### Texte source:
---

Le 110m haies, "c’est délicat, une sorte de sciatique"
Il reste tout de même quelques interrogations concernant le corps de Mayer. Qu’elles soient réelles ou mentales. "Là, je vais bien. Mais mercredi dernier, j’avais une tension au quadriceps. Et le lendemain, je n’ai plus rien. Donc j’apprends à ne plus trop écouter." C’est pourtant la spécialité du Français, l’homme qui poussé la machine le plus loin dans l’histoire en 2018 avec ses 9.126 points à Talence. Son nerf sciatique le titille encore un peu. "Ma gêne sur les franchissements de haies, c’est délicat. C’est nerveux, une sorte de sciatique. Ce n’est pas plus grave que ça mais je sens ma hanche." Mayer a tout prévu et grâce à son talent, il a même travaillé le passage des haies avec son mauvais pied d’appui. "Comme ça, au cas où, je pourrai courir le 110m haies malgré tout, mais normalement ça ira."
"Je n’abandonne pas les Jeux olympiques comme ça"

---

### Exercices:
- A) D'après l'extrait sur Mayer, combien de points a-t-il totalisés à Talence en 2018 ?
- B) Traduisez en anglais, s'il vous plaît, la phrase suivante de l'extrait sur Mayer : « Son nerf sciatique le titille encore un peu. »
- C) Rédigez la suite de l'extrait sur Mayer, en partant de sa dernière ligne.

[Enregistrements du jeu de données d'annotation par points]
---

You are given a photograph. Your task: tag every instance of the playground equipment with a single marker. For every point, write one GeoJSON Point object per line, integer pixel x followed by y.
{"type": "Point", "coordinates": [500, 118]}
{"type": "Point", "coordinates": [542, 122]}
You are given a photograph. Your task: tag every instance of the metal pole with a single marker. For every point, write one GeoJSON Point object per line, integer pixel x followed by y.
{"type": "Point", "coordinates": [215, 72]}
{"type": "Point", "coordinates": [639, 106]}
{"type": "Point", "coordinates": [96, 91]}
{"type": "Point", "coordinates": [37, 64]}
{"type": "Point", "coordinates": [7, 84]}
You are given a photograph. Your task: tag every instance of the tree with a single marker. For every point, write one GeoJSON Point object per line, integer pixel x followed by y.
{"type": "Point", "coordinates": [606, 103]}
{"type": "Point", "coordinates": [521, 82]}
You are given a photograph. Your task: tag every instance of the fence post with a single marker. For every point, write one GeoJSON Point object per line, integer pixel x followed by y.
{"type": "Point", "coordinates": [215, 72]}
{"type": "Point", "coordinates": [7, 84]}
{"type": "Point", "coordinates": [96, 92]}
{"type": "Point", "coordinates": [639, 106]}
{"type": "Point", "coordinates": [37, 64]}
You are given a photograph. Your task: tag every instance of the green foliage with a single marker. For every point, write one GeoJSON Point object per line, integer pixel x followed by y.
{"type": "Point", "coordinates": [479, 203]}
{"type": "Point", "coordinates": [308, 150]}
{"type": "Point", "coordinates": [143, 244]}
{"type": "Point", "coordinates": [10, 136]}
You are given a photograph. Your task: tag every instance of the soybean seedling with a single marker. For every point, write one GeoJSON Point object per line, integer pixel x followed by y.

---

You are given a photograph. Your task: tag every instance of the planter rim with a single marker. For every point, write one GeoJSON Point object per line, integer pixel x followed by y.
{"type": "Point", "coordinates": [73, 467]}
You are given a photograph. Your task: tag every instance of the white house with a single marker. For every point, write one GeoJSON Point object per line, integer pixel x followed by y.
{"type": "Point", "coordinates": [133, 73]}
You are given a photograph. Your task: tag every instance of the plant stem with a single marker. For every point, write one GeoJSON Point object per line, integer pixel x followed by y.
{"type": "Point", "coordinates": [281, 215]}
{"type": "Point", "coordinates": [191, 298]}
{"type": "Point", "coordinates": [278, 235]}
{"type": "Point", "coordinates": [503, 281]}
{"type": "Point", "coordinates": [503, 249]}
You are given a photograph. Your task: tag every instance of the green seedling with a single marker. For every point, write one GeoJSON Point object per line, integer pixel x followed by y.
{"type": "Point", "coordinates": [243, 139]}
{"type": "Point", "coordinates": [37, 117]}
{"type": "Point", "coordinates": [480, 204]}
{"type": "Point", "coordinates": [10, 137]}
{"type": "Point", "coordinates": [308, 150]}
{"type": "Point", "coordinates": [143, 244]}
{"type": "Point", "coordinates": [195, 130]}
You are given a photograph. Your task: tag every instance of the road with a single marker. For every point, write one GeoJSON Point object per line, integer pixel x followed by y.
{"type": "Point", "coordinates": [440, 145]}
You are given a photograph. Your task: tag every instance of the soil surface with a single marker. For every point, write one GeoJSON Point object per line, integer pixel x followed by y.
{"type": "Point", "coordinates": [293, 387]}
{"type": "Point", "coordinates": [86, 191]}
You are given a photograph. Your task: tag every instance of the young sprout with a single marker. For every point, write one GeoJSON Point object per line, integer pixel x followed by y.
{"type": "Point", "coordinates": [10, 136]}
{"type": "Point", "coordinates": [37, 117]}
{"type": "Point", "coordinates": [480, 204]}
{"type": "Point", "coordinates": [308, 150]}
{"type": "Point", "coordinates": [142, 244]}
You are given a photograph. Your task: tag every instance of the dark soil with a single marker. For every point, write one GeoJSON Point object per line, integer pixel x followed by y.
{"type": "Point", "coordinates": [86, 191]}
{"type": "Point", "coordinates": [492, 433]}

---

### Réponses:
- A) 9.126 points.

- B) His sciatic nerve still bothers him a little.

- C)
Si le corps va, les minima seront dans la poche. Romain Barras, ancien champion d’Europe du décathlon et directeur de la haute performance à la Fédération française d’athlétisme, est rassuré par son champion. "Il n’est pas là pour rigoler. Il ne manque pas de moteur. Peut-être manque-t-il de réglages, mais il se règle vite. L’essentiel, c’est sa qualification." Soit en marquant 8.460 points donc, et Mayer peut même se contenter de 8.000 ou 8.100 points en s’appuyant sur le ranking mondial. S’il n’a jamais été champion d’Europe, le double vice-champion olympique ne vise que ces minima. "J’ai envie d’exploser la piste, mais toutes les cinq secondes, je me répète, tu es là pour la qualification, c’est tout." Le Français veut en finir avec cette attente interminable, enfin. Mais il a prévu la suite malgré tout. "Si je fais 0 à la hauteur, je chercherai un autre décathlon. Je n’abandonne pas les Jeux olympiques comme ça."